▶ **YOUR TASK**
Would you return every entry, exactly as it is written?

** Opening DATA PROVIDED block **

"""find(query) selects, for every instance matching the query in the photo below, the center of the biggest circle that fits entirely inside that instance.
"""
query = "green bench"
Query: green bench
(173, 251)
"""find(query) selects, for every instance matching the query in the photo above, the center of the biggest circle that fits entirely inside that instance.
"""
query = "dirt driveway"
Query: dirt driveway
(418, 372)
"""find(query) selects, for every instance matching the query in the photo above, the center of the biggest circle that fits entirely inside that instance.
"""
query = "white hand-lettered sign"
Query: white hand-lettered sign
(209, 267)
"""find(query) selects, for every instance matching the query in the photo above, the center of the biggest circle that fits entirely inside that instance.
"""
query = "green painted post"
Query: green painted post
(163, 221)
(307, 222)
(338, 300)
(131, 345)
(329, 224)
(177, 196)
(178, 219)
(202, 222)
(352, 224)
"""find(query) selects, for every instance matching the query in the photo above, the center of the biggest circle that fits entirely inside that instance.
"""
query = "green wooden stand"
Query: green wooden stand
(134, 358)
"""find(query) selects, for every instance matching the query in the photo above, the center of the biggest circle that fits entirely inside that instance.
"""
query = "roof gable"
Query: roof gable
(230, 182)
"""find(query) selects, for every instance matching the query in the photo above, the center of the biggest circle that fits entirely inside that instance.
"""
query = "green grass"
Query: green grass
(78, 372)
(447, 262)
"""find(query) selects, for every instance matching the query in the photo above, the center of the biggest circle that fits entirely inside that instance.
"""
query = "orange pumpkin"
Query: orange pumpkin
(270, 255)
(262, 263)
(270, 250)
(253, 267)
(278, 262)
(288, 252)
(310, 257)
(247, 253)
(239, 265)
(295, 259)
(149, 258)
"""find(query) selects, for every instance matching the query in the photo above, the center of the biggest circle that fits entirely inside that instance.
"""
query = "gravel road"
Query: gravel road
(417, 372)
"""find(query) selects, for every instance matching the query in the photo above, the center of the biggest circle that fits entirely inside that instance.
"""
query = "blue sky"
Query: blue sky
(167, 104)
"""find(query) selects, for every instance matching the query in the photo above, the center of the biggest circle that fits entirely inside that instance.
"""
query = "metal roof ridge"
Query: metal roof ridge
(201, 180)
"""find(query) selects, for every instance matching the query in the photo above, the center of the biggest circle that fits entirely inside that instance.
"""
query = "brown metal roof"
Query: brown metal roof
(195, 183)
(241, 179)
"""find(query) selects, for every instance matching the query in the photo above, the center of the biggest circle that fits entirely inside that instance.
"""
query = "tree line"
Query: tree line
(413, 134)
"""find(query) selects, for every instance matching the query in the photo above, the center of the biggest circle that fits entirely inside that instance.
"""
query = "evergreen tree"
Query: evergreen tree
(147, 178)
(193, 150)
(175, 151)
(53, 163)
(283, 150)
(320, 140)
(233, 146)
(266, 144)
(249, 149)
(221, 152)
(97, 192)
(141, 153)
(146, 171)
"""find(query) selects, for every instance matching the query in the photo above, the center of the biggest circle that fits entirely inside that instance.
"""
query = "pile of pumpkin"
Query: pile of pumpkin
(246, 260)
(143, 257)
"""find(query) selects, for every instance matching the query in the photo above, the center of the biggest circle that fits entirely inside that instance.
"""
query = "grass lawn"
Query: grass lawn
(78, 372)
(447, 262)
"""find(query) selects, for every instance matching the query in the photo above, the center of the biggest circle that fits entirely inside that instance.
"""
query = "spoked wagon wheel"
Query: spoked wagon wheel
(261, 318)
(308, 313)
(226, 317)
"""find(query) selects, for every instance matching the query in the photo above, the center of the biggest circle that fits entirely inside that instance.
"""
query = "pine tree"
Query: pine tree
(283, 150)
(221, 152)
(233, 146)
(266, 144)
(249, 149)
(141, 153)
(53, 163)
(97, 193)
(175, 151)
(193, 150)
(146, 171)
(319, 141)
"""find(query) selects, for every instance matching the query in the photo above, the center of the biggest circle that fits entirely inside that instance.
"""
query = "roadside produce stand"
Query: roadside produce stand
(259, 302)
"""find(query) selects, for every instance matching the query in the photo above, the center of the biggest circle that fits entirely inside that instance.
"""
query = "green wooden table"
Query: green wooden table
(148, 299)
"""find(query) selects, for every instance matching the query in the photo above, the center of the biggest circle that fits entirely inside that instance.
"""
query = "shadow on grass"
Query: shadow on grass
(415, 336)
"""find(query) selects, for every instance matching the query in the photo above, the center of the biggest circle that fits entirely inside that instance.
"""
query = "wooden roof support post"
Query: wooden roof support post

** Closing DATA PROVIDED block **

▶ **EXERCISE SOLUTION**
"""find(query) selects, for every instance matching the query in the photo below, the center of the biggest circle that fits entirely inside that instance.
"""
query = "green bench"
Query: green bench
(173, 251)
"""find(query) selects, for every instance matching the query in the photo above, the center of the biggest circle that fits entirely inside that instance.
"""
query = "dirt driveway"
Query: dirt driveway
(418, 372)
"""find(query) selects, for every instance matching the query in the photo above, the center of the biggest circle that fits entirely inside that instance.
"""
query = "white hand-lettered sign"
Query: white hand-lettered sign
(209, 267)
"""find(query) selects, for every instance matching the query in the photo above, the center of the biggest circle that fits entirely inside that instance.
"""
query = "green painted post"
Query: green painted post
(163, 221)
(307, 222)
(338, 300)
(131, 345)
(329, 224)
(177, 196)
(178, 219)
(202, 222)
(352, 224)
"""find(query) selects, for every instance matching the query in the photo above, the center of the biggest circle that fits entirely inside that instance.
"""
query = "green wooden stand"
Query: green wooden stand
(134, 358)
"""find(query) selects, for every instance matching the query in the photo above, the center of the biggest circle that fits entirely inside that instance.
"""
query = "roof gable"
Query: roof gable
(230, 182)
"""find(query) selects, for every instance matching the query in the photo above, the center of the biggest circle that fits entirely inside that instance.
"""
query = "green grass"
Query: green grass
(78, 372)
(447, 262)
"""find(query) selects, for every instance matching the query in the photo above, the center of the biggest circle that fits entirely inside that instance.
"""
query = "orange pumpkin"
Query: orange pumpkin
(270, 255)
(262, 263)
(270, 250)
(253, 267)
(278, 262)
(288, 252)
(310, 257)
(247, 253)
(239, 265)
(295, 259)
(149, 258)
"""find(query) selects, for every instance matching the query in the photo above, the center of the biggest circle that fits entirely inside that instance.
"""
query = "gravel road"
Query: gravel road
(417, 372)
"""find(query) selects, for every instance matching the query in the photo above, the center of the biggest circle that fits entirely inside that instance.
"""
query = "blue sky"
Query: blue sky
(167, 104)
"""find(query) selects, for every instance matching the query in the photo above, the center of the biggest circle that fits entirely inside that instance.
"""
query = "metal roof ridge"
Query: metal roof ridge
(201, 180)
"""find(query) selects, for every instance matching the query in the photo above, the center of the biggest circle that fits entirely inside that instance.
"""
query = "brown metal roof"
Query: brown metal roof
(195, 183)
(241, 179)
"""find(query) selects, for every instance matching the query in the photo above, the center of the biggest circle that fits entirely inside that instance.
"""
query = "tree line"
Query: tree line
(413, 134)
"""find(query) selects, for every instance matching the query in the photo above, the center of the biggest circle that fits entirely inside that instance.
"""
query = "evergreen tree"
Query: evergreen tree
(147, 178)
(193, 150)
(175, 151)
(53, 163)
(283, 150)
(320, 140)
(233, 146)
(266, 144)
(249, 149)
(221, 152)
(97, 192)
(141, 153)
(146, 171)
"""find(query) selects, for every instance matching the query in the photo above, the center of the biggest circle that fits entirely inside that instance.
"""
query = "pile of pumpkin"
Query: pile of pumpkin
(246, 260)
(143, 257)
"""find(query) selects, for every instance matching the query in the photo above, the center of the biggest circle that fits entirely inside that instance.
"""
query = "grass lawn"
Query: grass lawn
(78, 372)
(447, 262)
"""find(query) selects, for every instance matching the query in the photo above, the center of the biggest circle that fits entirely inside that instance.
"""
query = "spoked wagon wheel"
Query: spoked wagon wheel
(261, 318)
(308, 313)
(226, 317)
"""find(query) selects, for every instance matching the query in the photo above, the center of the biggest circle that fits entirely inside that instance.
"""
query = "pine tree"
Query: pine tree
(283, 150)
(221, 152)
(233, 146)
(266, 144)
(249, 149)
(141, 153)
(53, 163)
(97, 193)
(175, 151)
(193, 150)
(146, 171)
(319, 141)
"""find(query) selects, for every instance matching the query in the photo above, the center of the biggest circle that fits entirely inside that instance.
"""
query = "roadside produce stand"
Query: roadside produce stand
(259, 302)
"""find(query) selects, for every instance matching the query in the photo above, the center of the biggest circle that fits entirely inside that instance.
"""
query = "green wooden table"
Query: green wooden table
(148, 299)
"""find(query) selects, for every instance matching the query in the photo above, the center of the biggest circle that fits entirely inside that instance.
"""
query = "shadow on grass"
Query: shadow on grass
(415, 336)
"""find(query) selects, for every instance matching the query in the photo above, the center of the biggest circle that fits entirely inside that instance.
"""
query = "wooden roof support post"
Query: wooden roof support post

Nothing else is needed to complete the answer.